To do ::
Your output is one number, the count of lines in the listing below that hold the word "stand".
#### The data
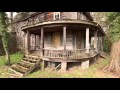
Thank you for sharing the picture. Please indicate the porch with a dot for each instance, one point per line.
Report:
(61, 42)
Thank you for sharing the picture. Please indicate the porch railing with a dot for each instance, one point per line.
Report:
(69, 54)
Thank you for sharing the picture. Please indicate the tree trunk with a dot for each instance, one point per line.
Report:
(115, 58)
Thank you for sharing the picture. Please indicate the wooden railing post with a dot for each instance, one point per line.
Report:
(64, 41)
(42, 41)
(95, 41)
(27, 42)
(87, 40)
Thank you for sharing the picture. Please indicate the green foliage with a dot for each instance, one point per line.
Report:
(106, 46)
(114, 26)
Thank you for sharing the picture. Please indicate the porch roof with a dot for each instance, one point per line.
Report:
(65, 22)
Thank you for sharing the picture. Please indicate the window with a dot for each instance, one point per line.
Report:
(56, 15)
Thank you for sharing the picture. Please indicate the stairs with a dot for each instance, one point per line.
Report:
(25, 66)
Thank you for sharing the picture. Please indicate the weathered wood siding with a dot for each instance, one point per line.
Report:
(81, 16)
(69, 15)
(48, 41)
(41, 18)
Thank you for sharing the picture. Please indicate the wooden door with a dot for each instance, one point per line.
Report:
(56, 39)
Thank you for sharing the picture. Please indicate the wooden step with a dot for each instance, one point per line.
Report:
(21, 66)
(18, 69)
(32, 57)
(27, 65)
(30, 60)
(16, 72)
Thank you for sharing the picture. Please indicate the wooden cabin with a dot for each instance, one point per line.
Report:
(61, 37)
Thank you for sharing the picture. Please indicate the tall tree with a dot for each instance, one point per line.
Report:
(4, 22)
(114, 30)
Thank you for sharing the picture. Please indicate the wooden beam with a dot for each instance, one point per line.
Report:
(87, 40)
(42, 41)
(64, 39)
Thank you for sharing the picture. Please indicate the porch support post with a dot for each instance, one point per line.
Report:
(27, 43)
(99, 41)
(64, 40)
(87, 40)
(63, 66)
(85, 64)
(95, 41)
(42, 41)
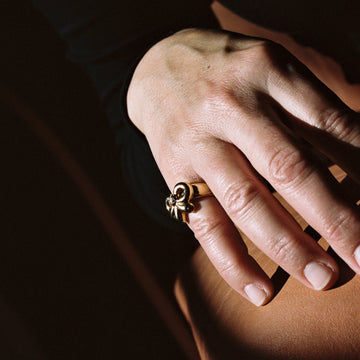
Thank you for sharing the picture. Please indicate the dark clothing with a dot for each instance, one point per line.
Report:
(109, 37)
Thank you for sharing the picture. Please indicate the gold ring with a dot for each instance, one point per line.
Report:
(180, 202)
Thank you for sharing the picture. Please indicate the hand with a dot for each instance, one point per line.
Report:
(230, 110)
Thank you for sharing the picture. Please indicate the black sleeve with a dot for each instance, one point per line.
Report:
(108, 38)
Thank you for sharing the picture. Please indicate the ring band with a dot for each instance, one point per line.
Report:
(180, 202)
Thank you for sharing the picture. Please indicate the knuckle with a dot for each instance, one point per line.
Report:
(239, 197)
(281, 249)
(287, 166)
(273, 55)
(337, 229)
(205, 230)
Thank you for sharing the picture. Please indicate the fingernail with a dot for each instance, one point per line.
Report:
(357, 255)
(318, 275)
(256, 294)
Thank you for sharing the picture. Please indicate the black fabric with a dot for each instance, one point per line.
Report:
(109, 37)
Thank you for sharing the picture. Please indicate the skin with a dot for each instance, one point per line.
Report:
(231, 111)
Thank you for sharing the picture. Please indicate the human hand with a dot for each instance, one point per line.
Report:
(225, 109)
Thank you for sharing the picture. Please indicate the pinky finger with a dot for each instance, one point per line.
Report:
(226, 250)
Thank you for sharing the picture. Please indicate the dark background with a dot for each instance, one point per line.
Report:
(65, 292)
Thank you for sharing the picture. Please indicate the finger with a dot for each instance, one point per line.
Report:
(326, 121)
(261, 217)
(305, 185)
(227, 252)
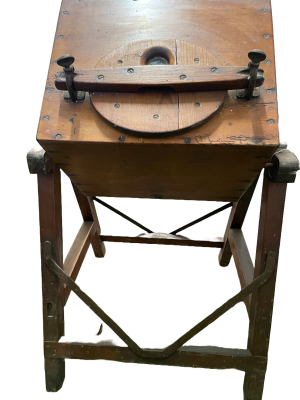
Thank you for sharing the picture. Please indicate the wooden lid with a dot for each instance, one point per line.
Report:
(157, 112)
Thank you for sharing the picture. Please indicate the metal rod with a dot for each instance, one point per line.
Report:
(201, 219)
(121, 214)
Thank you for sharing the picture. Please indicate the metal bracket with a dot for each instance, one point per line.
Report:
(284, 169)
(181, 78)
(256, 57)
(66, 62)
(271, 261)
(39, 161)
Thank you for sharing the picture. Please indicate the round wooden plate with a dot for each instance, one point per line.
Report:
(162, 112)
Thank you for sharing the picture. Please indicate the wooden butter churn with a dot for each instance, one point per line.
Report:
(182, 108)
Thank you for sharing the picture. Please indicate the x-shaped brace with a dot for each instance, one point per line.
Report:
(166, 352)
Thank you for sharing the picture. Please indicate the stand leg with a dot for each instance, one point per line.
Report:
(235, 221)
(88, 211)
(270, 223)
(53, 289)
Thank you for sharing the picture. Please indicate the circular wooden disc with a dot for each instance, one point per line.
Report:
(157, 113)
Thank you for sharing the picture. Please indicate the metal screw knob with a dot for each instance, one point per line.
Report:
(65, 61)
(257, 56)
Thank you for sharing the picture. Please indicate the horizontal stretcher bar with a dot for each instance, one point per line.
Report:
(215, 242)
(186, 356)
(180, 78)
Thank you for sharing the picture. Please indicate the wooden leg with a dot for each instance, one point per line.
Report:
(270, 223)
(88, 211)
(235, 221)
(53, 289)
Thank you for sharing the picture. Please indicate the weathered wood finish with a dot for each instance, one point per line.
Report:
(235, 221)
(78, 252)
(88, 211)
(269, 233)
(160, 171)
(242, 260)
(186, 356)
(107, 162)
(216, 242)
(53, 289)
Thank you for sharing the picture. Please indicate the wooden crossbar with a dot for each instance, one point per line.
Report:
(215, 242)
(78, 252)
(186, 356)
(242, 259)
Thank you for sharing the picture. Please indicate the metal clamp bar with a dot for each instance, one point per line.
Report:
(166, 352)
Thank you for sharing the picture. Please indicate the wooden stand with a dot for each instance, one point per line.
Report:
(257, 282)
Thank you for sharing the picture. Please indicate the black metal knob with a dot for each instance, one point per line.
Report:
(257, 56)
(65, 61)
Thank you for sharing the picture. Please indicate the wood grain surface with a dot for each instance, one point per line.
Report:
(215, 161)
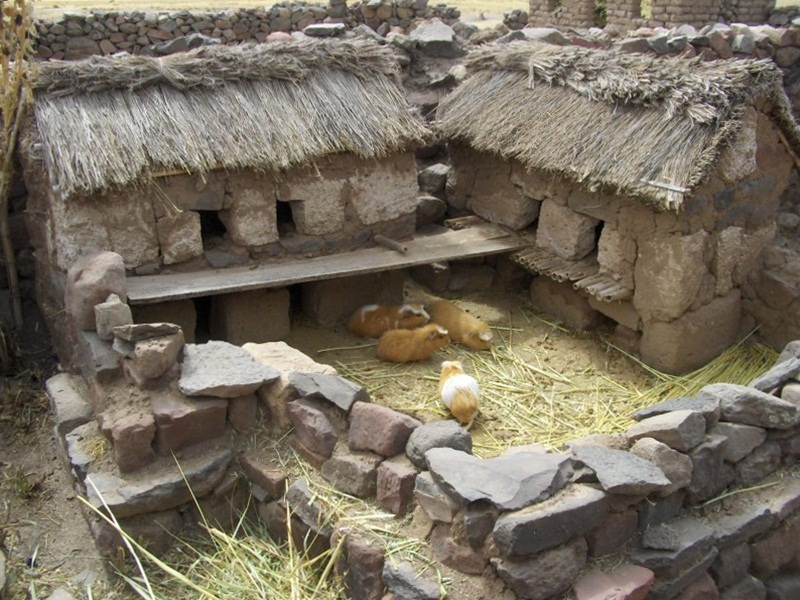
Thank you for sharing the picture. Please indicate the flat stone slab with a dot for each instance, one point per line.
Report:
(741, 404)
(621, 472)
(336, 390)
(161, 485)
(508, 482)
(222, 370)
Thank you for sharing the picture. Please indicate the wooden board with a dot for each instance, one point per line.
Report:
(430, 245)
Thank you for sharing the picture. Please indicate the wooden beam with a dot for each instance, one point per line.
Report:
(432, 244)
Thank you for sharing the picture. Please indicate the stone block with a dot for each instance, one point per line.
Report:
(90, 281)
(564, 303)
(69, 401)
(243, 412)
(109, 314)
(255, 316)
(180, 312)
(379, 429)
(547, 574)
(395, 485)
(669, 272)
(564, 232)
(694, 339)
(183, 421)
(179, 237)
(332, 301)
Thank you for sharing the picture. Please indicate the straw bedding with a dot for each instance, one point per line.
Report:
(610, 120)
(110, 121)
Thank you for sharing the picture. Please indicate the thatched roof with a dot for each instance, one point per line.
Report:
(610, 120)
(110, 121)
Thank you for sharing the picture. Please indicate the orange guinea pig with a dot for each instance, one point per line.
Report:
(373, 320)
(459, 392)
(406, 345)
(462, 326)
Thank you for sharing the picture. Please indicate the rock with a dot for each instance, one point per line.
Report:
(621, 472)
(437, 434)
(222, 370)
(395, 485)
(545, 576)
(354, 473)
(379, 429)
(777, 375)
(329, 387)
(110, 314)
(508, 482)
(406, 584)
(160, 485)
(89, 282)
(312, 427)
(572, 513)
(145, 331)
(740, 404)
(436, 39)
(680, 429)
(69, 401)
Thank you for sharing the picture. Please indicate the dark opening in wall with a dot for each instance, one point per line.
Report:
(285, 219)
(212, 229)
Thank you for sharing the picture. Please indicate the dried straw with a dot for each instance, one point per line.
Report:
(576, 112)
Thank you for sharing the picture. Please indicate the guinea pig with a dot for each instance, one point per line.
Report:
(459, 392)
(406, 345)
(462, 326)
(373, 320)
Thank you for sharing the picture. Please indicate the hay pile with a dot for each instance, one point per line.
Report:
(577, 112)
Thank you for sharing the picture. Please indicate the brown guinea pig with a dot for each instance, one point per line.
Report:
(406, 345)
(462, 326)
(459, 392)
(373, 320)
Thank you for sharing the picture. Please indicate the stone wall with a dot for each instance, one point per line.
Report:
(662, 13)
(80, 35)
(693, 500)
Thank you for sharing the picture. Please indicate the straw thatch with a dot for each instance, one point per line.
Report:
(611, 120)
(110, 121)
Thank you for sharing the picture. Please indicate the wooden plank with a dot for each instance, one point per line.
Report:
(431, 246)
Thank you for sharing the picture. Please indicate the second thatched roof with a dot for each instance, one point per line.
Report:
(107, 122)
(646, 127)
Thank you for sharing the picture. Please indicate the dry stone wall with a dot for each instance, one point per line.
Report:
(656, 497)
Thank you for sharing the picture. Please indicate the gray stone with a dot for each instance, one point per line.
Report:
(160, 485)
(680, 429)
(328, 387)
(354, 473)
(544, 576)
(325, 29)
(740, 404)
(741, 439)
(705, 405)
(621, 472)
(675, 465)
(508, 482)
(777, 375)
(405, 582)
(692, 540)
(222, 370)
(574, 512)
(433, 500)
(437, 434)
(69, 401)
(110, 314)
(145, 331)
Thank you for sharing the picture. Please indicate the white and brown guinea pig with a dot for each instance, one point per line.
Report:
(373, 320)
(406, 345)
(459, 392)
(462, 326)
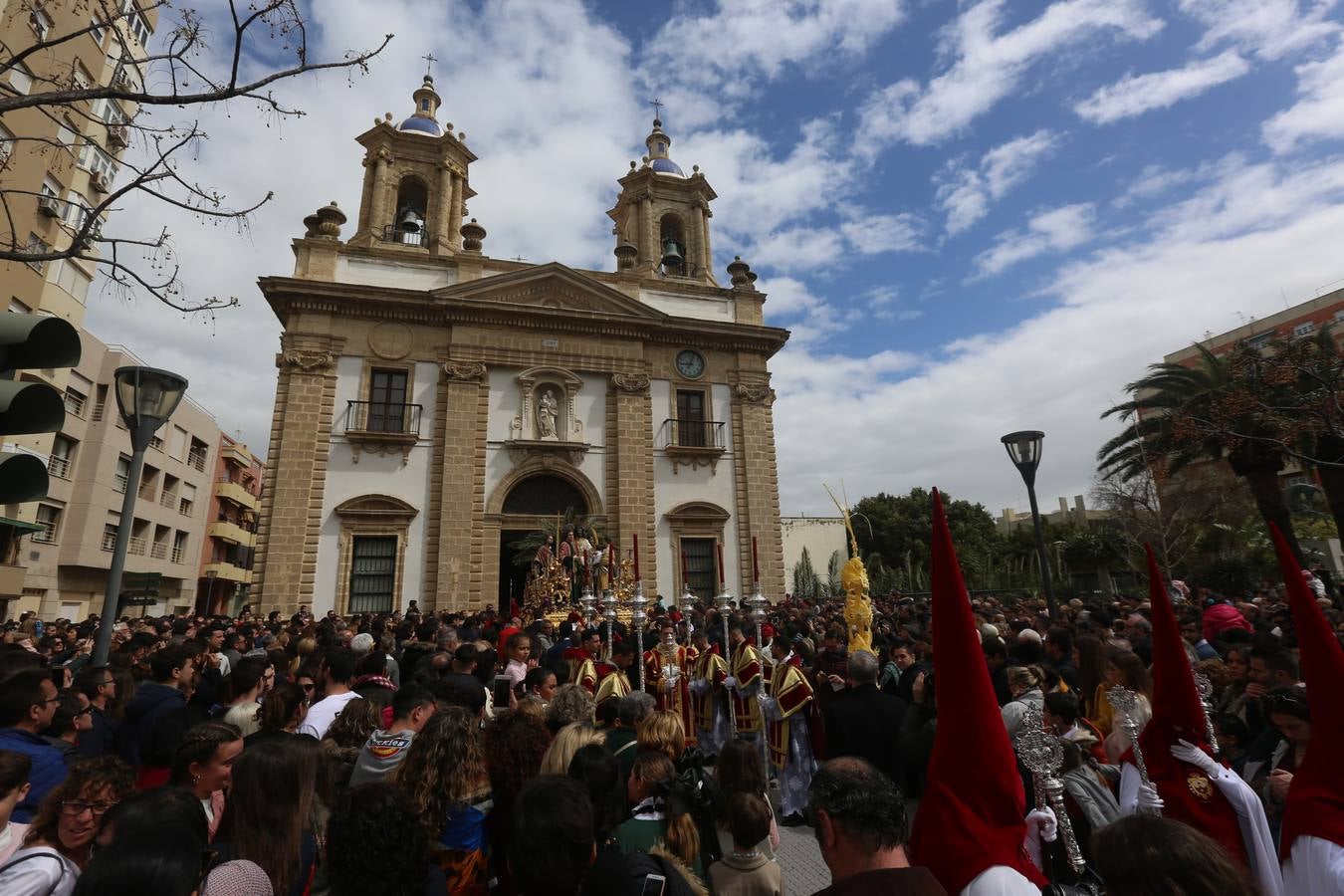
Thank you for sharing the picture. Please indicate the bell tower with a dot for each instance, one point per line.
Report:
(663, 216)
(415, 183)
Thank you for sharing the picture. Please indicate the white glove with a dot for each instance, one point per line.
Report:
(1149, 800)
(1040, 826)
(1187, 751)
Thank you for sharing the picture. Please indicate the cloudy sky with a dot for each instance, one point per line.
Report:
(975, 216)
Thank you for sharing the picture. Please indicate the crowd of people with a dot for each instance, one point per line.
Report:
(469, 754)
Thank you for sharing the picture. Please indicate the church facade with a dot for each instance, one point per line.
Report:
(434, 406)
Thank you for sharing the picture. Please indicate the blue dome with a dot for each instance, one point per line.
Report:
(426, 126)
(667, 166)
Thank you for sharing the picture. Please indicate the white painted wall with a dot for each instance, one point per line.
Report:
(820, 535)
(695, 307)
(714, 485)
(588, 407)
(392, 273)
(375, 474)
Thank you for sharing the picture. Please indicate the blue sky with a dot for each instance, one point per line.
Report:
(974, 216)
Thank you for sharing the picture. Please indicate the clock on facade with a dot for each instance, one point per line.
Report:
(690, 364)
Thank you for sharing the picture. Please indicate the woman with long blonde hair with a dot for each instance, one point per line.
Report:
(445, 777)
(567, 742)
(661, 821)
########
Answer space ::
2